▶ **THE TASK**
Rewrite every entry below, replacing "positive clicks" with "foreground clicks" wherever it appears and leaving everything else unchanged.

────────────────────────────────────────

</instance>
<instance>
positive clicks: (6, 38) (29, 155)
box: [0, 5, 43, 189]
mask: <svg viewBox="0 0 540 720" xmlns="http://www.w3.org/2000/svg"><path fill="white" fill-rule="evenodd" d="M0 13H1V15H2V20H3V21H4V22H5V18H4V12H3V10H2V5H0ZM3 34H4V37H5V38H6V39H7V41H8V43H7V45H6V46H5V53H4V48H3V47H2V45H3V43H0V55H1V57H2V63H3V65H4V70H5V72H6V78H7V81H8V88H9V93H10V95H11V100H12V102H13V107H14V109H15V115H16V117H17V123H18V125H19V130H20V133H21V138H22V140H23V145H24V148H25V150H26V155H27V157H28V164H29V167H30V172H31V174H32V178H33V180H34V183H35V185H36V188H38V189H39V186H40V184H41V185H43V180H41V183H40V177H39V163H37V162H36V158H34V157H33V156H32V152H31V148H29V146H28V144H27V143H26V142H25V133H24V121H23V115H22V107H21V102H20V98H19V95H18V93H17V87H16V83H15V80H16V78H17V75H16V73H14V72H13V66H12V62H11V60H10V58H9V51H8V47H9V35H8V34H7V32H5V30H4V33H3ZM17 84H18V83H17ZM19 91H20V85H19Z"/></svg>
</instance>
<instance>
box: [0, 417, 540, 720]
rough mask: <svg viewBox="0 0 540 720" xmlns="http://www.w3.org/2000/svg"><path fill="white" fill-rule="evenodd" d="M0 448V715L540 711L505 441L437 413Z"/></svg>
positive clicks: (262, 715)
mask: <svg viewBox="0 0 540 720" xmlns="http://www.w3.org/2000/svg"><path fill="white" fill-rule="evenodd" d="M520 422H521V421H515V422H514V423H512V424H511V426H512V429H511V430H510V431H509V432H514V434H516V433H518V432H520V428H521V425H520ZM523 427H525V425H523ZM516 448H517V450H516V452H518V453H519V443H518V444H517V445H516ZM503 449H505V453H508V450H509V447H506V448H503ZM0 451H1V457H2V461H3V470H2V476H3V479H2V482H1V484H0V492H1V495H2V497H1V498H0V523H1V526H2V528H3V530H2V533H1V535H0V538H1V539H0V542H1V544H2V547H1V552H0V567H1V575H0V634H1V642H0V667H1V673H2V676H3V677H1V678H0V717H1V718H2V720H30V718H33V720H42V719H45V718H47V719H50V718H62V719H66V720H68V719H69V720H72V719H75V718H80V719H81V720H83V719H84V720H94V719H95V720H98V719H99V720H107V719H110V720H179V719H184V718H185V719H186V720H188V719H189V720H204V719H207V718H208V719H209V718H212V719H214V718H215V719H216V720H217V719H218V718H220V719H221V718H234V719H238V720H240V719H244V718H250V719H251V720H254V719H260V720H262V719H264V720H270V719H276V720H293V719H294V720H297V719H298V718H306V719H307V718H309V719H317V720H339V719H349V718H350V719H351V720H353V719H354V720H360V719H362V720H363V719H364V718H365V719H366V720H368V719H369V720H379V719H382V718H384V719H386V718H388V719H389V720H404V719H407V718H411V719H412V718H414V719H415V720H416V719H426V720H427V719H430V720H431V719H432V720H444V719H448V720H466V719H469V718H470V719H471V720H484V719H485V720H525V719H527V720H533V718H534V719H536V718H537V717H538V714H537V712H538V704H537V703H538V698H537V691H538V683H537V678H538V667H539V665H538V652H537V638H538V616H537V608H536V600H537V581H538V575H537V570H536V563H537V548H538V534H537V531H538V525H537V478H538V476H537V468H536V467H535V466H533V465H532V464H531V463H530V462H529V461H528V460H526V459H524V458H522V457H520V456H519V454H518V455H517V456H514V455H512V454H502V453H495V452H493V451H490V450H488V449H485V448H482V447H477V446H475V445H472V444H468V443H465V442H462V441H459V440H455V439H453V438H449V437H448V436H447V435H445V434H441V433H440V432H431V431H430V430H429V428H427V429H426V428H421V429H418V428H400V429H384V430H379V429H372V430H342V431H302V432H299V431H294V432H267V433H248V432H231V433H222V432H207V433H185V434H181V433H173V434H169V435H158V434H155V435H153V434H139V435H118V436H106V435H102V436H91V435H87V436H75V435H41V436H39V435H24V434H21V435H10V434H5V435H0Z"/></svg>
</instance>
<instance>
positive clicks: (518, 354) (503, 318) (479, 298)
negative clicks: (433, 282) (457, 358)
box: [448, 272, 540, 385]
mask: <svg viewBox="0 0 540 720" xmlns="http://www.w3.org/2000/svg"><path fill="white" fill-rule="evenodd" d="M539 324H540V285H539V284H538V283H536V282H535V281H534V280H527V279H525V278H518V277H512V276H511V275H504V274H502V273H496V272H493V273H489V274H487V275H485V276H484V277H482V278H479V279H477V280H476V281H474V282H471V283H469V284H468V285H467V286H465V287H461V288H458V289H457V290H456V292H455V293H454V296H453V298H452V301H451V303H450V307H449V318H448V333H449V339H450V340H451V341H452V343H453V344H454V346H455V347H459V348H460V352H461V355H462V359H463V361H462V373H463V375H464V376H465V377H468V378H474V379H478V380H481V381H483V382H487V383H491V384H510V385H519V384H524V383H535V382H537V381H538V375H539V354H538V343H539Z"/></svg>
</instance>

────────────────────────────────────────

▶ **RESPONSE**
</instance>
<instance>
foreground clicks: (6, 38) (29, 155)
box: [0, 5, 43, 189]
mask: <svg viewBox="0 0 540 720" xmlns="http://www.w3.org/2000/svg"><path fill="white" fill-rule="evenodd" d="M0 13H1V15H2V20H3V21H4V22H5V18H4V12H3V10H2V5H0ZM3 34H4V37H5V38H6V39H7V41H8V43H7V45H6V46H5V53H4V48H3V47H2V45H3V43H0V55H1V57H2V63H3V65H4V70H5V72H6V78H7V81H8V88H9V93H10V95H11V100H12V102H13V107H14V109H15V115H16V117H17V123H18V125H19V130H20V133H21V138H22V140H23V145H24V148H25V150H26V155H27V157H28V164H29V167H30V172H31V174H32V178H33V180H34V183H35V185H36V188H38V189H39V186H40V184H41V185H43V180H41V183H40V177H39V163H37V162H36V158H34V157H33V156H32V152H31V148H29V146H28V144H27V143H26V142H25V133H24V121H23V115H22V107H21V102H20V98H19V95H18V93H17V87H16V83H15V80H16V78H17V75H16V73H14V72H13V66H12V62H11V60H10V58H9V51H8V47H9V35H8V34H7V32H5V30H4V33H3ZM17 84H18V83H17ZM19 91H20V85H19Z"/></svg>
</instance>
<instance>
box: [0, 417, 540, 720]
rough mask: <svg viewBox="0 0 540 720" xmlns="http://www.w3.org/2000/svg"><path fill="white" fill-rule="evenodd" d="M0 448V715L540 711L505 441L437 413Z"/></svg>
foreground clicks: (262, 715)
mask: <svg viewBox="0 0 540 720" xmlns="http://www.w3.org/2000/svg"><path fill="white" fill-rule="evenodd" d="M520 422H521V421H515V422H514V423H512V424H511V426H512V429H511V430H510V431H509V432H514V434H516V433H518V432H520V428H521V425H520ZM523 427H525V425H523ZM516 448H517V450H516V452H518V453H519V443H518V444H517V445H516ZM503 449H505V453H508V450H509V447H506V448H503ZM0 451H1V457H2V461H3V470H2V476H3V479H2V482H1V484H0V492H1V495H2V497H1V498H0V523H1V526H2V528H3V530H2V533H1V535H0V538H1V539H0V542H1V544H2V547H1V552H0V567H1V575H0V634H1V642H0V667H1V673H2V676H3V677H1V678H0V717H1V718H2V720H30V718H33V720H42V719H45V718H47V719H50V718H62V719H66V720H68V719H69V720H72V719H75V718H80V719H81V720H83V719H84V720H94V719H95V720H98V719H99V720H107V719H110V720H179V719H184V718H185V719H186V720H188V719H189V720H204V719H207V718H208V719H209V718H212V719H214V718H215V719H216V720H217V719H218V718H220V719H221V718H234V719H238V720H240V719H244V718H250V719H251V720H254V719H260V720H262V719H264V720H270V719H276V720H293V719H294V720H297V719H298V718H306V719H307V718H309V719H317V720H339V719H349V718H350V719H351V720H353V719H354V720H360V719H362V720H363V719H364V718H365V719H366V720H368V719H369V720H379V719H382V718H384V719H386V718H388V719H389V720H404V719H407V718H411V719H412V718H414V719H415V720H416V719H426V720H427V719H430V720H431V719H432V720H444V719H448V720H466V719H469V718H470V719H471V720H484V719H485V720H525V719H527V720H533V718H534V719H536V718H537V717H538V714H537V712H538V704H537V703H538V698H537V691H538V683H537V678H538V667H539V665H538V652H537V638H538V616H537V608H536V600H537V581H538V575H537V570H536V563H537V548H538V534H537V531H538V525H537V478H538V476H537V468H536V467H535V466H533V465H532V464H531V463H530V462H529V461H528V460H526V459H524V458H522V457H520V456H519V454H518V455H517V456H514V455H512V454H502V453H495V452H493V451H490V450H488V449H485V448H482V447H477V446H475V445H472V444H468V443H465V442H462V441H459V440H455V439H453V438H449V437H448V436H447V435H445V434H441V433H440V432H431V431H430V430H429V428H427V429H426V428H421V429H418V428H400V429H384V430H379V429H372V430H342V431H302V432H299V431H294V432H267V433H248V432H231V433H222V432H207V433H185V434H181V433H173V434H169V435H158V434H155V435H153V434H139V435H118V436H106V435H102V436H91V435H87V436H75V435H41V436H39V435H24V434H21V435H10V434H5V435H0Z"/></svg>
</instance>
<instance>
foreground clicks: (518, 354) (503, 318) (479, 298)
negative clicks: (433, 282) (457, 358)
box: [448, 272, 540, 385]
mask: <svg viewBox="0 0 540 720" xmlns="http://www.w3.org/2000/svg"><path fill="white" fill-rule="evenodd" d="M539 324H540V285H539V284H538V283H536V282H535V281H534V280H527V279H525V278H518V277H512V276H511V275H504V274H502V273H496V272H493V273H489V274H487V275H485V276H484V277H482V278H479V279H477V280H476V281H474V282H471V283H469V284H468V285H467V286H465V287H461V288H458V289H457V290H456V292H455V293H454V296H453V298H452V301H451V303H450V307H449V318H448V333H449V339H450V340H451V341H452V343H453V344H454V346H455V347H459V348H460V352H461V355H462V359H463V361H462V373H463V375H464V376H465V377H468V378H474V379H478V380H481V381H483V382H487V383H491V384H510V385H519V384H524V383H535V382H537V381H538V375H539V354H538V343H539Z"/></svg>
</instance>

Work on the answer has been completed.